**Task brief:**
Convert every line of the material below into a JSON list of strings, one string per line, and leave out the blank lines.

(Stored items)
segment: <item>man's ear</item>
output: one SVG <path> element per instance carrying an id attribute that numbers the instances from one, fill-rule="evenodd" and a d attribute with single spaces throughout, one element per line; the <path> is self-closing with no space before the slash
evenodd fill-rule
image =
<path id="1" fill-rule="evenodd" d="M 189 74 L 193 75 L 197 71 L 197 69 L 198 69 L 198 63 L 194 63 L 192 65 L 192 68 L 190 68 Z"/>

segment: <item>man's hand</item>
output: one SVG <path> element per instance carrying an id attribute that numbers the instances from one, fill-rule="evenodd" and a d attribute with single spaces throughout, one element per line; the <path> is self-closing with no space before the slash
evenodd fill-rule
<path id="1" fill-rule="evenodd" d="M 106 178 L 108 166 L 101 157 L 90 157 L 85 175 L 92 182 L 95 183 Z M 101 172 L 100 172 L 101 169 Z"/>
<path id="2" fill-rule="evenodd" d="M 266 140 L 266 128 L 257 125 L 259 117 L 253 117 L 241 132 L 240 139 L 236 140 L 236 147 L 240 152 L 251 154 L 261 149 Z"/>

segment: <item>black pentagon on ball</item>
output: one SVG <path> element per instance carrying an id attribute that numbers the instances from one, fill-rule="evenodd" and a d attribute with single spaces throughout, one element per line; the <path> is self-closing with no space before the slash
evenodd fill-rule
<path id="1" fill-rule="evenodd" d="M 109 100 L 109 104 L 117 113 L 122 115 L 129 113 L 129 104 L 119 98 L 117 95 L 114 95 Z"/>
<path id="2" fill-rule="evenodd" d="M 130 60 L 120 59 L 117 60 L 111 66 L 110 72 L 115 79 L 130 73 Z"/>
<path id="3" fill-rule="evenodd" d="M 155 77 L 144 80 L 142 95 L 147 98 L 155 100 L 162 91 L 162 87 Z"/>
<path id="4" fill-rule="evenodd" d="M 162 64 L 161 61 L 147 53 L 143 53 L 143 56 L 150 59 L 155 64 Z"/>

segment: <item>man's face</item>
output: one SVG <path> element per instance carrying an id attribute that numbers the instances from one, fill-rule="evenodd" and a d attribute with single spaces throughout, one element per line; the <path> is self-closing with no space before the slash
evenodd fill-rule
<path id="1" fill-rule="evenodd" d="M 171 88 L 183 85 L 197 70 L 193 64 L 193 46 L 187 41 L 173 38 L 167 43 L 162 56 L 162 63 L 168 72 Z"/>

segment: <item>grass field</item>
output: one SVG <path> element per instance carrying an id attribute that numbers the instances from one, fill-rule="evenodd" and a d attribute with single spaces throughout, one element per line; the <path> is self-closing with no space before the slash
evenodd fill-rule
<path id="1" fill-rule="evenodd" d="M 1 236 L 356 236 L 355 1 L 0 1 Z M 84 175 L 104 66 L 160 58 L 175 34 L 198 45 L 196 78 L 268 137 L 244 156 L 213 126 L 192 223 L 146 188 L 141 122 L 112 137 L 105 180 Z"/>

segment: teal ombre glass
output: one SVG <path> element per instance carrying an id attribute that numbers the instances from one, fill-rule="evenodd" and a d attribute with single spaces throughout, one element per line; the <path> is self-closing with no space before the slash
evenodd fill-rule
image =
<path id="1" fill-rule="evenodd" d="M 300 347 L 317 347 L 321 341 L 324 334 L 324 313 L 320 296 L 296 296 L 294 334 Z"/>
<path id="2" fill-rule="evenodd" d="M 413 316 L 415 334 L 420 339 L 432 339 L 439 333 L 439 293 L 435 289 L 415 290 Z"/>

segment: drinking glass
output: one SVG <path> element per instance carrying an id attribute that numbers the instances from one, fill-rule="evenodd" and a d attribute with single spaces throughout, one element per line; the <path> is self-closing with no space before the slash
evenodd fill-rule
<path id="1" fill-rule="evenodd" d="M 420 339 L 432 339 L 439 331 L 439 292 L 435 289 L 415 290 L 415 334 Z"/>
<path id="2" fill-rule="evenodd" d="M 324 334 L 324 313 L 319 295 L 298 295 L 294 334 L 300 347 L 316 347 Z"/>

**Result below:**
[
  "segment: <item>man's ear</item>",
  "output: one SVG <path> element per instance carrying an id attribute that numbers the instances from one, fill-rule=\"evenodd\" and a d attribute with single spaces throughout, one element per line; the <path> is self-closing with no space before the slash",
  "evenodd fill-rule",
  "image =",
  "<path id=\"1\" fill-rule=\"evenodd\" d=\"M 189 74 L 193 75 L 197 71 L 197 69 L 198 69 L 198 63 L 194 63 L 192 65 L 192 68 L 190 68 Z\"/>",
  "segment: <item>man's hand</item>",
  "output: one SVG <path> element per instance carrying an id attribute that numbers the instances from one, fill-rule=\"evenodd\" and a d attribute with single spaces throughout, one element per line; the <path> is self-closing with no space before the slash",
  "evenodd fill-rule",
  "<path id=\"1\" fill-rule=\"evenodd\" d=\"M 106 178 L 108 166 L 101 157 L 90 157 L 85 175 L 92 182 L 95 183 Z M 101 172 L 100 172 L 101 169 Z\"/>",
  "<path id=\"2\" fill-rule=\"evenodd\" d=\"M 266 140 L 266 128 L 257 125 L 259 117 L 253 117 L 241 132 L 240 139 L 236 140 L 236 147 L 240 152 L 251 154 L 261 149 Z\"/>",
  "segment: <item>black pentagon on ball</item>",
  "output: one SVG <path> element per instance carrying an id attribute that numbers the instances from one, fill-rule=\"evenodd\" and a d attribute with single spaces throughout, one element per line; the <path> is self-closing with no space before the slash",
  "evenodd fill-rule",
  "<path id=\"1\" fill-rule=\"evenodd\" d=\"M 109 100 L 109 104 L 117 113 L 122 115 L 129 113 L 129 104 L 119 98 L 117 95 L 114 95 Z\"/>",
  "<path id=\"2\" fill-rule=\"evenodd\" d=\"M 130 60 L 120 59 L 117 60 L 111 66 L 110 72 L 115 79 L 130 73 Z\"/>",
  "<path id=\"3\" fill-rule=\"evenodd\" d=\"M 155 77 L 144 80 L 142 95 L 147 98 L 155 100 L 162 91 L 162 87 Z\"/>",
  "<path id=\"4\" fill-rule=\"evenodd\" d=\"M 162 64 L 161 61 L 147 53 L 143 53 L 143 56 L 150 59 L 155 64 Z\"/>",
  "segment: <item>man's face</item>",
  "output: one SVG <path> element per instance carrying an id attribute that numbers the instances from one, fill-rule=\"evenodd\" and a d attribute with single spaces throughout, one element per line; the <path> is self-closing with no space before the slash",
  "evenodd fill-rule",
  "<path id=\"1\" fill-rule=\"evenodd\" d=\"M 171 88 L 183 85 L 197 70 L 193 64 L 193 46 L 187 41 L 173 38 L 167 43 L 162 56 L 162 63 L 168 72 Z\"/>",
  "segment: <item>grass field</item>",
  "output: one SVG <path> element per instance carrying an id attribute that numbers the instances from one, fill-rule=\"evenodd\" and a d attribute with single spaces throughout, one element per line; the <path> is self-closing with no space before the slash",
  "evenodd fill-rule",
  "<path id=\"1\" fill-rule=\"evenodd\" d=\"M 1 236 L 356 236 L 355 1 L 0 1 Z M 84 175 L 104 66 L 160 58 L 175 34 L 198 45 L 196 78 L 268 137 L 244 156 L 213 126 L 192 223 L 146 188 L 141 122 L 112 137 L 105 180 Z\"/>",
  "segment: teal ombre glass",
  "output: one SVG <path> element per instance carrying an id attribute that numbers the instances from one, fill-rule=\"evenodd\" and a d attribute with single spaces throughout, one element per line; the <path> is self-closing with no space before the slash",
  "evenodd fill-rule",
  "image =",
  "<path id=\"1\" fill-rule=\"evenodd\" d=\"M 300 347 L 317 347 L 321 341 L 324 334 L 324 313 L 320 296 L 296 296 L 294 334 Z\"/>",
  "<path id=\"2\" fill-rule=\"evenodd\" d=\"M 413 316 L 415 334 L 420 339 L 432 339 L 439 333 L 439 293 L 435 289 L 415 290 Z\"/>",
  "segment: drinking glass",
  "output: one SVG <path> element per instance carrying an id attribute that numbers the instances from one, fill-rule=\"evenodd\" and a d attribute with single spaces throughout, one element per line; the <path> is self-closing with no space before the slash",
  "evenodd fill-rule",
  "<path id=\"1\" fill-rule=\"evenodd\" d=\"M 420 339 L 432 339 L 439 331 L 439 292 L 435 289 L 415 290 L 415 334 Z\"/>",
  "<path id=\"2\" fill-rule=\"evenodd\" d=\"M 324 334 L 324 313 L 319 295 L 298 295 L 294 334 L 300 347 L 316 347 Z\"/>"
]